Required task
Reproduce the records from the line containing "of the door" through the end of the records, swapping "molding" for "trim" and leaving everything else unchanged.

===============

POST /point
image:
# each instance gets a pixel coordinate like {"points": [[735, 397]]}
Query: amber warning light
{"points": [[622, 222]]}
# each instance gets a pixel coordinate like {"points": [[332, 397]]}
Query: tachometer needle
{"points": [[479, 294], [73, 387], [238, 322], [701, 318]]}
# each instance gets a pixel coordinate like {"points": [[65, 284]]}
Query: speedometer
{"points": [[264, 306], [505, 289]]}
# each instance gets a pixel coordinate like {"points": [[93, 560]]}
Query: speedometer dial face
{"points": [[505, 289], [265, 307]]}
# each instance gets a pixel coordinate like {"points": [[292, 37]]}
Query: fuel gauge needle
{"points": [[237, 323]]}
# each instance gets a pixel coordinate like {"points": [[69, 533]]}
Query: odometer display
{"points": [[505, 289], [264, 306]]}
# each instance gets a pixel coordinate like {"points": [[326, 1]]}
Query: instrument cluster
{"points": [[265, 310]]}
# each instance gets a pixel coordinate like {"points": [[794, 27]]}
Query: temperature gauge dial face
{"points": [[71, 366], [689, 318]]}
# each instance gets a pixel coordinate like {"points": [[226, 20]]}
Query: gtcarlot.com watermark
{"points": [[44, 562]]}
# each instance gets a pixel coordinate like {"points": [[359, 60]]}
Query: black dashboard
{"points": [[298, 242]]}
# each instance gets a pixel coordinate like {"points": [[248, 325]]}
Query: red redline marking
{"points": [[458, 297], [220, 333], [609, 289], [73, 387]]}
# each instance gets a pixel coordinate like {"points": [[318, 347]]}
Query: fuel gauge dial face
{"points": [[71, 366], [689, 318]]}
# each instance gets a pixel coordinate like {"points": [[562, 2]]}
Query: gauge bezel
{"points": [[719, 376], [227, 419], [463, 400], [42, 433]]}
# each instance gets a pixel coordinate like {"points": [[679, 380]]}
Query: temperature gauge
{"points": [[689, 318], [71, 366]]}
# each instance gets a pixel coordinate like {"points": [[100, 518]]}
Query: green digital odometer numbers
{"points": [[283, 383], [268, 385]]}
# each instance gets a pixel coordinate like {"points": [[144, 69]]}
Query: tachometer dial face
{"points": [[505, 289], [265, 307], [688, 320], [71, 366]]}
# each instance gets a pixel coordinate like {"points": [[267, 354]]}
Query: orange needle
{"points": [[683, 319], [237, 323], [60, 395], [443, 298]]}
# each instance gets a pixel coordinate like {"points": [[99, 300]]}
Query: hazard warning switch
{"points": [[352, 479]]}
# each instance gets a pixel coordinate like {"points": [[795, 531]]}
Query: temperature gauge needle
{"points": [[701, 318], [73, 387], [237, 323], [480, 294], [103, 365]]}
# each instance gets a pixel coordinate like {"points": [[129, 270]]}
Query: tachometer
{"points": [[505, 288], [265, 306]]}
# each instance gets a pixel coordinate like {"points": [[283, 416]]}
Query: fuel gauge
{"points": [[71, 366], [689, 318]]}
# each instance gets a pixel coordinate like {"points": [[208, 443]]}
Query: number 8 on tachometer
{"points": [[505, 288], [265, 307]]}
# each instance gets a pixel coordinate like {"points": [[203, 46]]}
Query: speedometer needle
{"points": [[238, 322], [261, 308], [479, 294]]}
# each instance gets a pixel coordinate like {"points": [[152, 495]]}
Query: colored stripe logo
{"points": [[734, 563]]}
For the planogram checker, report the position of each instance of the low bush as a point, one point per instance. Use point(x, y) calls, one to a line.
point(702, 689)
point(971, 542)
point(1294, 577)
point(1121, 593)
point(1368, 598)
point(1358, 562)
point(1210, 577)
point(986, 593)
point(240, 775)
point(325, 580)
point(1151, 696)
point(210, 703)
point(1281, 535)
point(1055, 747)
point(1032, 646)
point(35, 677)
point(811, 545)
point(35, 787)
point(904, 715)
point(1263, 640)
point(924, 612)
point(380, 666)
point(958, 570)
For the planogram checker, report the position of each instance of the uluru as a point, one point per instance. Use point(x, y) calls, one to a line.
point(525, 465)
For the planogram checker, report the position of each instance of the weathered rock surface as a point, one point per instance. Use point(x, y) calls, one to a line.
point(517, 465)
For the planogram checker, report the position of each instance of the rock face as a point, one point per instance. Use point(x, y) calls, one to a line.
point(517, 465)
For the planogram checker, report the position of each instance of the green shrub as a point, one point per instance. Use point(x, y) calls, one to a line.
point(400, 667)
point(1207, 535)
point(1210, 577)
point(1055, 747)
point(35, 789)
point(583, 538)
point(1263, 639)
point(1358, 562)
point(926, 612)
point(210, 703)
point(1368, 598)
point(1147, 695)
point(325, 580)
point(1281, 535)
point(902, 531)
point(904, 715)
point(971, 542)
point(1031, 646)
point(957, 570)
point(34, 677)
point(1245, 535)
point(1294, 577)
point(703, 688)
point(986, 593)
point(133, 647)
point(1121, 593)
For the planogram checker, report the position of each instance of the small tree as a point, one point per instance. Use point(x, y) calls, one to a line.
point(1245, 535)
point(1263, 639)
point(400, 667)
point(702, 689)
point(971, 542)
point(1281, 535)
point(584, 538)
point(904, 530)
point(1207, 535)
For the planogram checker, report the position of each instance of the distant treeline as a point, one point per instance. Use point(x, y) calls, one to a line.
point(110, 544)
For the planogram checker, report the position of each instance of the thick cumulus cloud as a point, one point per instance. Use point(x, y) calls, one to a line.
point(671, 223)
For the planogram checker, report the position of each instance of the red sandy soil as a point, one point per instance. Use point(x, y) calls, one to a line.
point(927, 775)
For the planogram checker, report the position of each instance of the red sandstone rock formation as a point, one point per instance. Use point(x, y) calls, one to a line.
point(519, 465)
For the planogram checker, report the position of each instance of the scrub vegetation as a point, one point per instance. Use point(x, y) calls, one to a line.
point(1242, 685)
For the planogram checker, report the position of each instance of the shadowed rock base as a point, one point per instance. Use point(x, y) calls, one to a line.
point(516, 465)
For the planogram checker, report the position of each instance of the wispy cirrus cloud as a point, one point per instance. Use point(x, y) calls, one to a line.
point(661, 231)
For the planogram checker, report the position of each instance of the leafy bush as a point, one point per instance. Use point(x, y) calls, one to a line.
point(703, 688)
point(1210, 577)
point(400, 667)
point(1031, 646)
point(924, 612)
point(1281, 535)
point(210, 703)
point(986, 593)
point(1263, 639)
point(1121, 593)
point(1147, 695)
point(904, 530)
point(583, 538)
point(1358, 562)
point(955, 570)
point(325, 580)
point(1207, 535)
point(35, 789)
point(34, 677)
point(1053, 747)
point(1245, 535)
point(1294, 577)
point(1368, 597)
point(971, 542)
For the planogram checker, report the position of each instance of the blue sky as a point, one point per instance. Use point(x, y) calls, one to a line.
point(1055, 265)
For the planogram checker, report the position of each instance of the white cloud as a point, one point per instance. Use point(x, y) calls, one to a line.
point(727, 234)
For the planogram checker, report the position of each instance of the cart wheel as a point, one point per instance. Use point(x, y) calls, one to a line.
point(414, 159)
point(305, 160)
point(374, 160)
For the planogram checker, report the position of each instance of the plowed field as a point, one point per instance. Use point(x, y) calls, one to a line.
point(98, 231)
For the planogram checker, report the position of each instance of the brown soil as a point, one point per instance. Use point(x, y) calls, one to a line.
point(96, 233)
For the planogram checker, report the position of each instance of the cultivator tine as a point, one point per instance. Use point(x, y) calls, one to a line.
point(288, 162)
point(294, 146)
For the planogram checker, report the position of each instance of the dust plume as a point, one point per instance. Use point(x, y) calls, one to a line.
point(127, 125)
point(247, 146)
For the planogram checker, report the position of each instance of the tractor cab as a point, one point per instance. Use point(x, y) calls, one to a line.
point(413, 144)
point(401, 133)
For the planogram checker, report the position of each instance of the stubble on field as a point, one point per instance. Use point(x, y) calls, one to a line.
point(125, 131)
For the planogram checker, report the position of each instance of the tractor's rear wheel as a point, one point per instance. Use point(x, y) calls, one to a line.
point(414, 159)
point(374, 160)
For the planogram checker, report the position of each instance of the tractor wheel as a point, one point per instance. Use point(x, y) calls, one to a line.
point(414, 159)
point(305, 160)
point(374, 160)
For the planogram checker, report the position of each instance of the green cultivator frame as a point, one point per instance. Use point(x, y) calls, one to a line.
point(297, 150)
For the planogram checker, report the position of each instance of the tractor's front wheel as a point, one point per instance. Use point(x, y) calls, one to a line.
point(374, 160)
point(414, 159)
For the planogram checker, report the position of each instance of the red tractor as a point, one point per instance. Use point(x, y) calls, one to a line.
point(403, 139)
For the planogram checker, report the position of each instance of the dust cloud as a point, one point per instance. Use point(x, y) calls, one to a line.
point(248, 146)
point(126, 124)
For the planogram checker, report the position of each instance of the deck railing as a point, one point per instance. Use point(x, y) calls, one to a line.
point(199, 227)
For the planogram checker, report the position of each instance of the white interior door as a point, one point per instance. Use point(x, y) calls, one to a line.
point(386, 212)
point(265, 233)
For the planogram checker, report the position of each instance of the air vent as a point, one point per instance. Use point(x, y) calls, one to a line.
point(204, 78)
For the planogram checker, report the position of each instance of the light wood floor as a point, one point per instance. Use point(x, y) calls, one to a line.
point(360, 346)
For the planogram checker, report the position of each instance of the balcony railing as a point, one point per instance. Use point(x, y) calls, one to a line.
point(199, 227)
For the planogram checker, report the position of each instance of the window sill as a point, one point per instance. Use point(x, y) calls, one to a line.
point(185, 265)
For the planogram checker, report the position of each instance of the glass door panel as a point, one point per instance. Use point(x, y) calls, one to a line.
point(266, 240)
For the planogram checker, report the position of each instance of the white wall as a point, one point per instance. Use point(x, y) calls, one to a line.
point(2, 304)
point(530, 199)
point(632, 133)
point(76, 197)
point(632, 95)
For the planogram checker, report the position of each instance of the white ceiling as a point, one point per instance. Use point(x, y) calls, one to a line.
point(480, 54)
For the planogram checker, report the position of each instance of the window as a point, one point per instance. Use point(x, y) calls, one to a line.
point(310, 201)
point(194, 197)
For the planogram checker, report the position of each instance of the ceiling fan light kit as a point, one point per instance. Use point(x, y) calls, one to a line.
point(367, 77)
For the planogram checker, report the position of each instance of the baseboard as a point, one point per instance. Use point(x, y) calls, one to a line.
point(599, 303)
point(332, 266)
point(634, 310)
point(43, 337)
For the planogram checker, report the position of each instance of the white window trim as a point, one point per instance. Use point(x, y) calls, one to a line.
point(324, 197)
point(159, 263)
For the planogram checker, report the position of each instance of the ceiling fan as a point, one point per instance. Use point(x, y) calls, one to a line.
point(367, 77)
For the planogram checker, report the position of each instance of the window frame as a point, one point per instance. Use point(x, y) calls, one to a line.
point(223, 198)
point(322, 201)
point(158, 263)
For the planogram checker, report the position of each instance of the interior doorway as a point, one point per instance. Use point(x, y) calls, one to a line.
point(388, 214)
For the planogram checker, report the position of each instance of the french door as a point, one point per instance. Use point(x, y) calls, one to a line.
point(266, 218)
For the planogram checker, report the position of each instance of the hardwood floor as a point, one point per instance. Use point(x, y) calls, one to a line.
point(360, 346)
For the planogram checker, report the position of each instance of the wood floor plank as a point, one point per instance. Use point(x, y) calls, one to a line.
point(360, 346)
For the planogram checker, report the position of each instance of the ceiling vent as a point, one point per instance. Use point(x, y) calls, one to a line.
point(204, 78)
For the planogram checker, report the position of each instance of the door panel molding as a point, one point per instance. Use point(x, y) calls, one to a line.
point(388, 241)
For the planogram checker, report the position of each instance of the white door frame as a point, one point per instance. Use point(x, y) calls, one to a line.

===============

Complete response
For the planogram checker, report the position of each instance of the door panel trim as a point, one point per instance. Use point(x, y) calls, one to a line.
point(388, 241)
For the planogram checker, report the position of each instance of the white door frame as a point, one point per instance. Use point(x, y) calls, one to a line.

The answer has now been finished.